Entries from a pointing dataset:
○ ○ ○

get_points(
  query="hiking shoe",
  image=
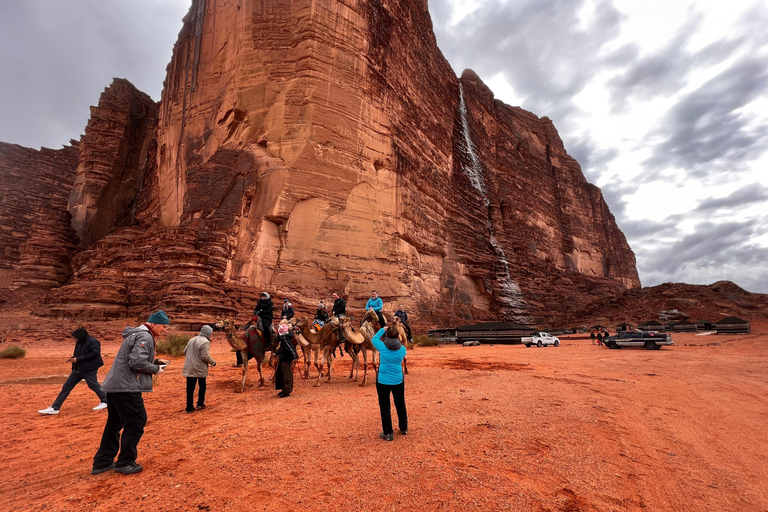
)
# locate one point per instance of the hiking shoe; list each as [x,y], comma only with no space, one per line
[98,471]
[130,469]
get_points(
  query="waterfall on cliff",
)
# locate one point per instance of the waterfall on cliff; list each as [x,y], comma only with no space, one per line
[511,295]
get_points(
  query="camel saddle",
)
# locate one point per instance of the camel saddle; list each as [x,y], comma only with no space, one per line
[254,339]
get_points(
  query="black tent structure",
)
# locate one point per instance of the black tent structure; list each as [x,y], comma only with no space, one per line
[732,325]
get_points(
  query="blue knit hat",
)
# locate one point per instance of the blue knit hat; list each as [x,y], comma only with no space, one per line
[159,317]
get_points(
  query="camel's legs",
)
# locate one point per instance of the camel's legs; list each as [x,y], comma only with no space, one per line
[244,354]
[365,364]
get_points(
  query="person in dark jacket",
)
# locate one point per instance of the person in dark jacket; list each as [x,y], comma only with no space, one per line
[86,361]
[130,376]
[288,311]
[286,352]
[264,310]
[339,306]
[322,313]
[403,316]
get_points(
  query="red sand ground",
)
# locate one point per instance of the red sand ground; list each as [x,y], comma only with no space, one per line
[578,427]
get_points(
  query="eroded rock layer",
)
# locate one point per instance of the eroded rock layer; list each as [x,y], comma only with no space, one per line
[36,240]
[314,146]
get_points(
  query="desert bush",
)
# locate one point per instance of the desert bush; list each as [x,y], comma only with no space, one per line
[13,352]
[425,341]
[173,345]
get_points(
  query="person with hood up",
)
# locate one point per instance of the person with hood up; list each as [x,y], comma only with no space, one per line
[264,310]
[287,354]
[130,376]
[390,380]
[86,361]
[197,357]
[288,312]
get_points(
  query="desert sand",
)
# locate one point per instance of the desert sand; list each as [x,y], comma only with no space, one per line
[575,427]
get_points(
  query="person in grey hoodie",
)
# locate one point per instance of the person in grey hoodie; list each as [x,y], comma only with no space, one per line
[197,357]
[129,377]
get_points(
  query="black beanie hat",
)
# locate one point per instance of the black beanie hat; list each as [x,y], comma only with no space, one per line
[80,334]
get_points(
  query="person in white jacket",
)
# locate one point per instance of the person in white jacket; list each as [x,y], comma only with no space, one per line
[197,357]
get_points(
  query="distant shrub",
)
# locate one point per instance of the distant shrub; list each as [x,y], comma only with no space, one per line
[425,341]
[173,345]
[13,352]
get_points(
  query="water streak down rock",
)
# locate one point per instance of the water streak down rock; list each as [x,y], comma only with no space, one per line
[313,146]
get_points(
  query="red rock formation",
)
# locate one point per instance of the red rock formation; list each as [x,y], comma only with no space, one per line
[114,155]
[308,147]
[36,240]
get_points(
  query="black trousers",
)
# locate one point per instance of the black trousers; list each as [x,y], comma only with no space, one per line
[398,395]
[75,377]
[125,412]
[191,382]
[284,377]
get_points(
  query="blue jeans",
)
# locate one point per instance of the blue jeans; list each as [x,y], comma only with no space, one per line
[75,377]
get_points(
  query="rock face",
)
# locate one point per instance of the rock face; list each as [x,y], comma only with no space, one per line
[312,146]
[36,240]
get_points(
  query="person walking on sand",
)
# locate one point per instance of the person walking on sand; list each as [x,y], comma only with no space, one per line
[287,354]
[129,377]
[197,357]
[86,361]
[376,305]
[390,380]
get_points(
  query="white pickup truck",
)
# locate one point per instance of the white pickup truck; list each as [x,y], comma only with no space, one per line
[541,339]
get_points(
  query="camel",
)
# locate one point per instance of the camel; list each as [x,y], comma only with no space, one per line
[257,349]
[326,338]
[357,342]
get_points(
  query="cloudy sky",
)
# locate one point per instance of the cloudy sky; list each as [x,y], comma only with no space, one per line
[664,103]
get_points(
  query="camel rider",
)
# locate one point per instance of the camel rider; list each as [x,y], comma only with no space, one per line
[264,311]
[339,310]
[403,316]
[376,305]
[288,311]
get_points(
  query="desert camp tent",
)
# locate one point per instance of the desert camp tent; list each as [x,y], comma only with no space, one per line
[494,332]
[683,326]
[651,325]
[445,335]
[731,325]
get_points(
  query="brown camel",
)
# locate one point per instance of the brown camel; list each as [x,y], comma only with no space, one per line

○ ○ ○

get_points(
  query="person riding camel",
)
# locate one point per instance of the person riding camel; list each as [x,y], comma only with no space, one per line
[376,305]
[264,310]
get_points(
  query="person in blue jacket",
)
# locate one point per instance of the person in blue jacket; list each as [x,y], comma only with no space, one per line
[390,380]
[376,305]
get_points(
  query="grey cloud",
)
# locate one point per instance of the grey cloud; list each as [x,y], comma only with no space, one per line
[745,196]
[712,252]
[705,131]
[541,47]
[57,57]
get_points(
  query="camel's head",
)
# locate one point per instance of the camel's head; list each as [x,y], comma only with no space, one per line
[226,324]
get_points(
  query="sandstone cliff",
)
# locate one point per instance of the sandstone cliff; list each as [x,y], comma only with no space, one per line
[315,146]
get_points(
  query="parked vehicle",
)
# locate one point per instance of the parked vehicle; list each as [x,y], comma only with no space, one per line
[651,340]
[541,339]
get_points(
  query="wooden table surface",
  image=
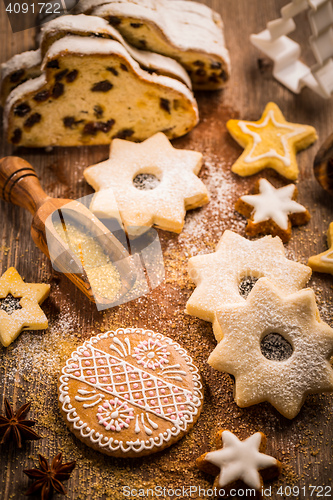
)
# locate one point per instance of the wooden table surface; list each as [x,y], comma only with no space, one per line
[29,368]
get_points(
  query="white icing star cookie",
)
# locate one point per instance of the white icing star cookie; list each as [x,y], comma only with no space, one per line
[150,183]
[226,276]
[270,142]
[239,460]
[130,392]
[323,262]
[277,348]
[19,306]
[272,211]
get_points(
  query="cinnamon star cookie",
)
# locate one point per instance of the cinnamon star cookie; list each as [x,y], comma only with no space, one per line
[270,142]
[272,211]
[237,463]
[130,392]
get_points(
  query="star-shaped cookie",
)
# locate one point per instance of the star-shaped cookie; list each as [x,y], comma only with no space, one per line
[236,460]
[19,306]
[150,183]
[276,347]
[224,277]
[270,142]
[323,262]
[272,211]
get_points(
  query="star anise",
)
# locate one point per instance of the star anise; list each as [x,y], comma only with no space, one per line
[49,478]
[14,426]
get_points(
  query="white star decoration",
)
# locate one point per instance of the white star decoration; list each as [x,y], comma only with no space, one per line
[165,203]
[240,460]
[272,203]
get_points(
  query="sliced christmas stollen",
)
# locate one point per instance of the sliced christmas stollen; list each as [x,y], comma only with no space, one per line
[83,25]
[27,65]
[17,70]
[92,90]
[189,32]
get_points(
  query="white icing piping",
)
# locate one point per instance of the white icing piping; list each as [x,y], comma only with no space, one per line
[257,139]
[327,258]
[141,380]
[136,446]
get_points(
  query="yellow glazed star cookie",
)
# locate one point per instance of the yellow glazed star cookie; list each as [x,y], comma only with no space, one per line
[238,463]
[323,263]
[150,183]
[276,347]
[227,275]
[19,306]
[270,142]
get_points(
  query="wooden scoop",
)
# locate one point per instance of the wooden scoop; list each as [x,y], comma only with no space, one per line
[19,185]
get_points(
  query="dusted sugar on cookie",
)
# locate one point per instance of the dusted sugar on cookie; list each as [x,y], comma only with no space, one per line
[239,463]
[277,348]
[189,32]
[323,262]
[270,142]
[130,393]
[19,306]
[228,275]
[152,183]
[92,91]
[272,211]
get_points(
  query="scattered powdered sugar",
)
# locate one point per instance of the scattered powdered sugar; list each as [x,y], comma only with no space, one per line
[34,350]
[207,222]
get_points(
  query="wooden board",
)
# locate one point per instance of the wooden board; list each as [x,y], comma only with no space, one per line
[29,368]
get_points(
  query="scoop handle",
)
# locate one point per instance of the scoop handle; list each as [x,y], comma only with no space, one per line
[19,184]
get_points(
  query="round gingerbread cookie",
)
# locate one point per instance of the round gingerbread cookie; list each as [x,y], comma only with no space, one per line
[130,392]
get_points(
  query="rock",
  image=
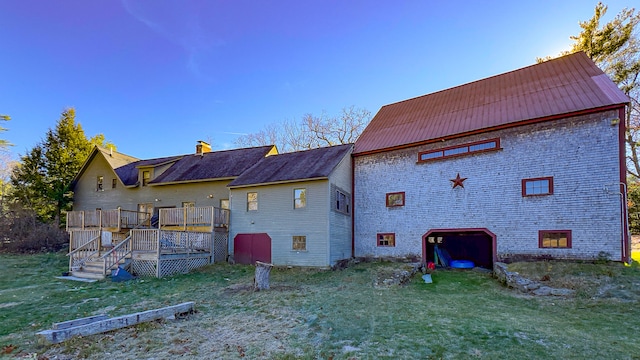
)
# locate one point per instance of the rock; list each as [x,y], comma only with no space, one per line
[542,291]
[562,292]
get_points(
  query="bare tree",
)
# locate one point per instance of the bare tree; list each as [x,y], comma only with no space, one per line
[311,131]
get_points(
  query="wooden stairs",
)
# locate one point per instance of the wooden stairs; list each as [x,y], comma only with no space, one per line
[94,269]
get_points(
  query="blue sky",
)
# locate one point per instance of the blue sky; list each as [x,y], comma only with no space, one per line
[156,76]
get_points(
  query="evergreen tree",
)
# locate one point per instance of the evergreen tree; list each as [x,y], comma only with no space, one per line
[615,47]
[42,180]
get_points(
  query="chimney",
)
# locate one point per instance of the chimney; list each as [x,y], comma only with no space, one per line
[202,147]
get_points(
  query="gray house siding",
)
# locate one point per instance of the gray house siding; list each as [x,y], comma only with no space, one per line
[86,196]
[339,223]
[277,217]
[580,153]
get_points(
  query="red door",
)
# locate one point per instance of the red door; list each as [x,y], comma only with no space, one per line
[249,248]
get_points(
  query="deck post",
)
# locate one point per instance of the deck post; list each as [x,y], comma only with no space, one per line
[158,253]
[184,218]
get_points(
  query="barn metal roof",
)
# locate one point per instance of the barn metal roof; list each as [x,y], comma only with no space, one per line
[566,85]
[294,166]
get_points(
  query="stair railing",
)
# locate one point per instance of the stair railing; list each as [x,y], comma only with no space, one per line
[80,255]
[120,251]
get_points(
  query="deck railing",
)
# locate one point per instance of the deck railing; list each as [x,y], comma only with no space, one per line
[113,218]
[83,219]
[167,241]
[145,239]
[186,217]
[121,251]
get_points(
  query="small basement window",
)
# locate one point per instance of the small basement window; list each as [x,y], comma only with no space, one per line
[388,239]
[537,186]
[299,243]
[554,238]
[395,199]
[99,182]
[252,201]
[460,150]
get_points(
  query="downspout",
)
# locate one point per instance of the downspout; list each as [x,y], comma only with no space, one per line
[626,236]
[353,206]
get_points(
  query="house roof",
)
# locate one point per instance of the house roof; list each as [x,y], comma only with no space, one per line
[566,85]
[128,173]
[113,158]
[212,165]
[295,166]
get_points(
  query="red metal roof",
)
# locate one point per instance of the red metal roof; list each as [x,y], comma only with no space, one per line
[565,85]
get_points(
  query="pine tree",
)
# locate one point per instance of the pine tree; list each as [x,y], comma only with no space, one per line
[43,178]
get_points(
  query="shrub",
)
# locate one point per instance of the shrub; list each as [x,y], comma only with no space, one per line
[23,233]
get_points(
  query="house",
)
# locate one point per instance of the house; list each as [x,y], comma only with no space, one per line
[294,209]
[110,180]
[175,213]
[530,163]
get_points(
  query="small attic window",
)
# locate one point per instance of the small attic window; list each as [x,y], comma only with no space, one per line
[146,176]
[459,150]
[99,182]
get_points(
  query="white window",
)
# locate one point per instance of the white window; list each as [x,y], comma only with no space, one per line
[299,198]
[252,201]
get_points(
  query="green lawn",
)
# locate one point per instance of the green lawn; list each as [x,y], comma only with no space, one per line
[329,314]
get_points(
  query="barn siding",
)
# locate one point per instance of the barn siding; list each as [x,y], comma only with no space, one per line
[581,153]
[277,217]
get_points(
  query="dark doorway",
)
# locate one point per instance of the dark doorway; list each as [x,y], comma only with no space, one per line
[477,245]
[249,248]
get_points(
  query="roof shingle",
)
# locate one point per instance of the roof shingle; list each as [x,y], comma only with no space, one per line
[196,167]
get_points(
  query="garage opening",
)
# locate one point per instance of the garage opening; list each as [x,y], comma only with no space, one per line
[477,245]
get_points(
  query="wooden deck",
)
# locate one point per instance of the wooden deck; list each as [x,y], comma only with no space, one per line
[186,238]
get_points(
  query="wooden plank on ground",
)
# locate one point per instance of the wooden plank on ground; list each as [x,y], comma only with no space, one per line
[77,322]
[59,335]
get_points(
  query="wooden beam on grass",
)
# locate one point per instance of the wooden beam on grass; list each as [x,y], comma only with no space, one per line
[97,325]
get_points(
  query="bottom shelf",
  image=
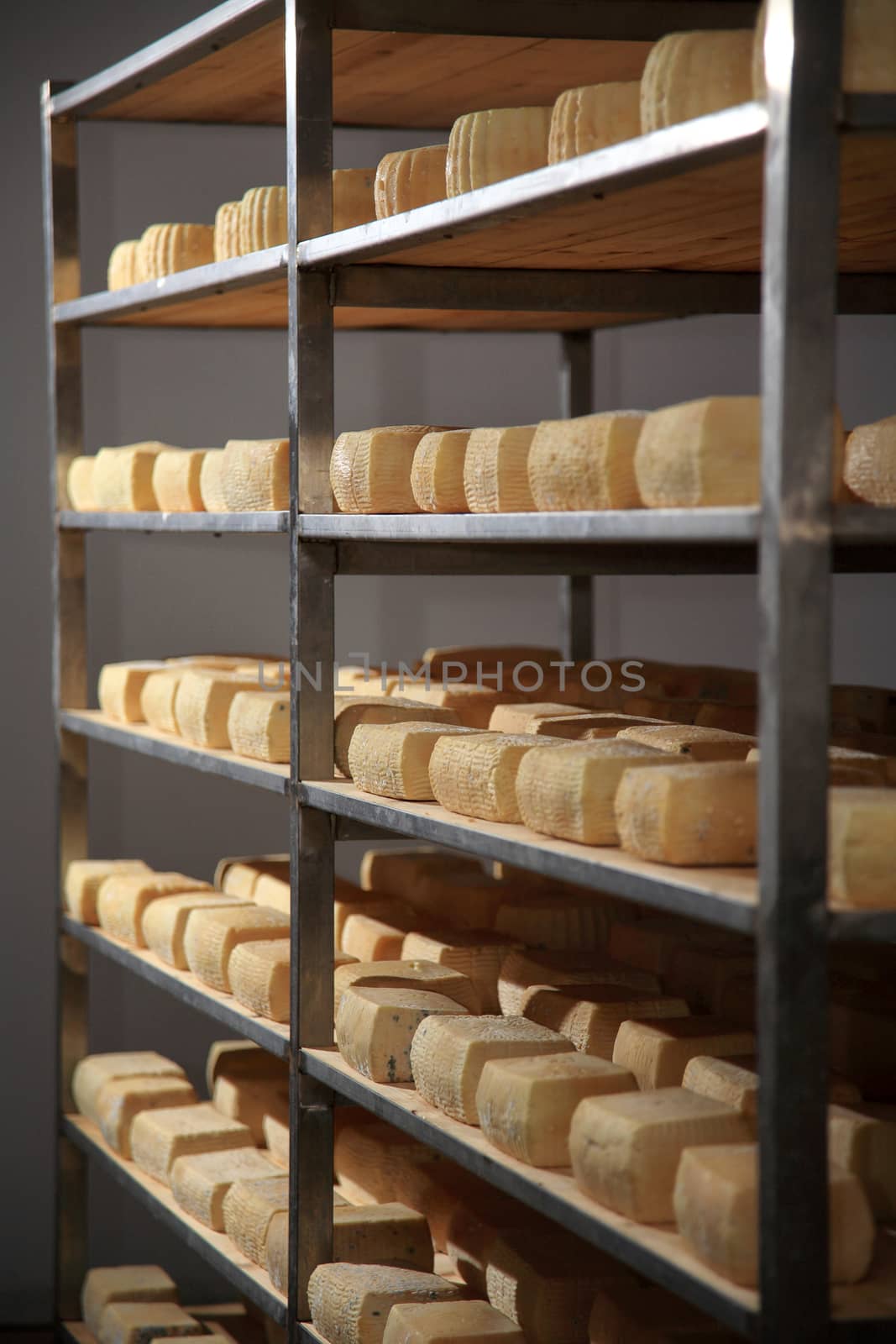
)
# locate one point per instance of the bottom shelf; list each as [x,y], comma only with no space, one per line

○ ○ ○

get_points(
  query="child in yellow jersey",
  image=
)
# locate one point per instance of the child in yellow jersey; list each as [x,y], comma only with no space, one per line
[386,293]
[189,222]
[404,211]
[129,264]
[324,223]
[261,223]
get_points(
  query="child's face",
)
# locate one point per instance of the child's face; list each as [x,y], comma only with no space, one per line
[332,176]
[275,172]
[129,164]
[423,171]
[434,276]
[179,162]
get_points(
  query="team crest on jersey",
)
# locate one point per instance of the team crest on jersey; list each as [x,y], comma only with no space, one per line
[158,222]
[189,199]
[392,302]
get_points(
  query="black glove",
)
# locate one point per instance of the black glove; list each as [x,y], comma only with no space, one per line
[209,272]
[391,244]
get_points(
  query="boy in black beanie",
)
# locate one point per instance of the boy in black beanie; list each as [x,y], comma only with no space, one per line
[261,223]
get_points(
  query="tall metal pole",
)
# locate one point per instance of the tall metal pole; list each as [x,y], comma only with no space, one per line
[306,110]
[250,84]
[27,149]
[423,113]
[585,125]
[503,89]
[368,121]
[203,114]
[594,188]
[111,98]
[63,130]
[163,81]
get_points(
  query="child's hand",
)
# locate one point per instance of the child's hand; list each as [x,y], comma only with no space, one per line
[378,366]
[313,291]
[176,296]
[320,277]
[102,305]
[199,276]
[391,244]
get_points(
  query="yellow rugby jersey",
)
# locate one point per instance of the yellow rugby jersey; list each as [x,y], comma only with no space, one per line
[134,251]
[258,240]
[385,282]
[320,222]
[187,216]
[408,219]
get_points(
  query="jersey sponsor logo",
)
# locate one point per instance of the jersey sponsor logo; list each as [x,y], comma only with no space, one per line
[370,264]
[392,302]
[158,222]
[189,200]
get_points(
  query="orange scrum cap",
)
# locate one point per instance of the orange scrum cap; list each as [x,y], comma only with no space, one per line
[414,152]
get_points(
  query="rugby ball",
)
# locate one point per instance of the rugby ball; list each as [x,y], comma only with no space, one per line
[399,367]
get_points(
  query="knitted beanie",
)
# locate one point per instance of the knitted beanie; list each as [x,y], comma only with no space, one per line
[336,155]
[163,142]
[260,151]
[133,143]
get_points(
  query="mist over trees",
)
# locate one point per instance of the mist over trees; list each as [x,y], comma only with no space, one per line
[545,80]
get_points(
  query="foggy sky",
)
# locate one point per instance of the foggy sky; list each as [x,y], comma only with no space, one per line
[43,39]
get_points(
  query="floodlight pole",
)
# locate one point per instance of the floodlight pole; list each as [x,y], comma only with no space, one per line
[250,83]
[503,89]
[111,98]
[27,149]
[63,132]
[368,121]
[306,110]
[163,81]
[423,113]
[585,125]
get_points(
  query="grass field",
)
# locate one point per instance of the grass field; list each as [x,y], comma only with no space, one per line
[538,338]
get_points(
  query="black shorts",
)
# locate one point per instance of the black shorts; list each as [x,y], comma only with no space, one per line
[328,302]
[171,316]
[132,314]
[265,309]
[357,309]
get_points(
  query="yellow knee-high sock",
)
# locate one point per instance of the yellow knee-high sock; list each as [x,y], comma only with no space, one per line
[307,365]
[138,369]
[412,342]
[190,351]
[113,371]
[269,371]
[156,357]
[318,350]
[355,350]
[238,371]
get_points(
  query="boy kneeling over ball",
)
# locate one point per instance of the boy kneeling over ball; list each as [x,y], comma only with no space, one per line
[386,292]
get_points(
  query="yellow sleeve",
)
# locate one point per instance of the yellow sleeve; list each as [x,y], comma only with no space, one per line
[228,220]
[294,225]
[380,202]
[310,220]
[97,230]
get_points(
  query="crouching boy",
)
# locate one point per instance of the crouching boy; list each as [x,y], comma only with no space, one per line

○ ○ ○

CHALLENGE: Please filter the listing above down to each line containing the string "shingle", copying those lines in full. Treat the match as case-sensitive.

RESPONSE TO THE TASK:
  query="roof shingle",
# locate one point per instance of the roof shingle; list each as [x,y], comma only with no space, one per line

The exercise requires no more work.